It is likely that you have high temperature plastic vent piping or HTPV.  This product, which is usually 3 inches in diameter and is gray, or black with translucent amber elbows, is under a nationwide recall since 1998 due to loosening joints.  The names Plexco, Plexvent, and Hart and Cooley may be found on the plastic pipes.  The fittings are normally caulked and sometimes screwed together, but have a tendency to loosen and leak condensate as you observed.  More importantly, they may also be leaking exhaust in the house, even if nothing is dripping.  A University of Vermont student was killed and six others injured last spring from carbon monoxide poisoning when one of these loosened joints actually came apart. 

If the exhaust piping is white PVC plastic, it should be easy to cut the piping in the affected area and install new fittings that are properly glued together to prevent leakage, but if the plastic vent pipe fits the description of HTPV piping above, take the situation very seriously and call in a plumbing and heating contractor to replace the vent piping with approved materials.

 I had air conditioning installed in my house a few years ago, and it has been very poor on the 2nd floor.  Now my furnace isn't heating well, and I am told I might need all new ducts.  I am thinking of giving up and installing window AC units.  What would you recommend?

Retrofit central air conditioning installed to an existing furnace duct system often doesn't work well on upper floor levels.  The ductwork was designed for hot air, which naturally rises to upper levels, not cold air which is heavier and sinks.  Boosting the blower fan speed can sometimes help push more air where you want it, however the balance is likely to remain poor.  Check your registers to make sure they are not blocked, or closed, and check the furnace filters to make sure they are not clogged.  Also, check the AC evaporator unit in the ducting above the furnace to make sure that it isn't dust clogged.  One aggravating condition, very common in older houses, is the lack of adequate return air ducting, especially in bedrooms on second floors.  To operate efficiently ducted air needs to be able to return to the furnace or AC evaporator to be reheated or cooled, respectively.  Ideally, each room in the house, except for kitchens and bathrooms, should have a return air register, as well as the heat source register.  Without adequate return air ducting your furnace and cooling unit will be starved for air, and will operate very poorly.  The air that these units need will be drawn from the basement or utility area, and the air in your rooms will be forced out of the house through windows and doors, as air from the furnace or AC blows into the room.  Your heating and cooling bills will be sky high, and you won't be comfortable.  If you don't have an adequate number of return air registers, call a heating contractor in to add them.  If adding a return duct to each room is impractical, at least add a large register in the central hallway and cut up the bottoms of the doors an inch or so to allow air in the rooms to move to the central return air register and flow back to the furnace and cooling unit. 

It gets hot in the room in the basement where the gas boiler is located.  Does it make sense to add an air duct from the exterior to this room to cool it off?

## Extracted information
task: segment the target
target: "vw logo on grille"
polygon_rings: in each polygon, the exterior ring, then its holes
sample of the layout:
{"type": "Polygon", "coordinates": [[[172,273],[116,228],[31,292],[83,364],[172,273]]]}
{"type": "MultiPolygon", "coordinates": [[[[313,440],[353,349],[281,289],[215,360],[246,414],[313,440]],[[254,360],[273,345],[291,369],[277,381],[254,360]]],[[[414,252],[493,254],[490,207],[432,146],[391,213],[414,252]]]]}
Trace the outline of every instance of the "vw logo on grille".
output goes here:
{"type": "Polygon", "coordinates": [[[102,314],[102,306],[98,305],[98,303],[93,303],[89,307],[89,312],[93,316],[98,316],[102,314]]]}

## Problem set
1. Condense the paragraph in the heating and ventilation text that begins "It is likely that you have high temperature plastic vent piping" into a short bulleted list that keeps its main facts.
2. Edit the heating and ventilation text from "I had air conditioning" up to and including "would you recommend?", changing "window AC units" to "portable air conditioners".
Nothing done here depends on the records.

## Per-task answers
1.
- The piping is likely high temperature plastic vent piping (HTPV). It is usually 3 inches in diameter and either gray or black with translucent amber elbows, and it may carry the names Plexco, Plexvent, or Hart and Cooley.
- It has been under a nationwide recall since 1998 because its joints loosen.
- The fittings are normally caulked and sometimes screwed together. They tend to loosen and leak condensate, and they may leak exhaust into the house even when nothing drips.
- Last spring, one of these loosened joints came apart. The resulting carbon monoxide poisoning killed a University of Vermont student and injured six others.

2.
I had air conditioning installed in my house a few years ago, and it has been very poor on the 2nd floor.  Now my furnace isn't heating well, and I am told I might need all new ducts.  I am thinking of giving up and installing portable air conditioners.  What would you recommend?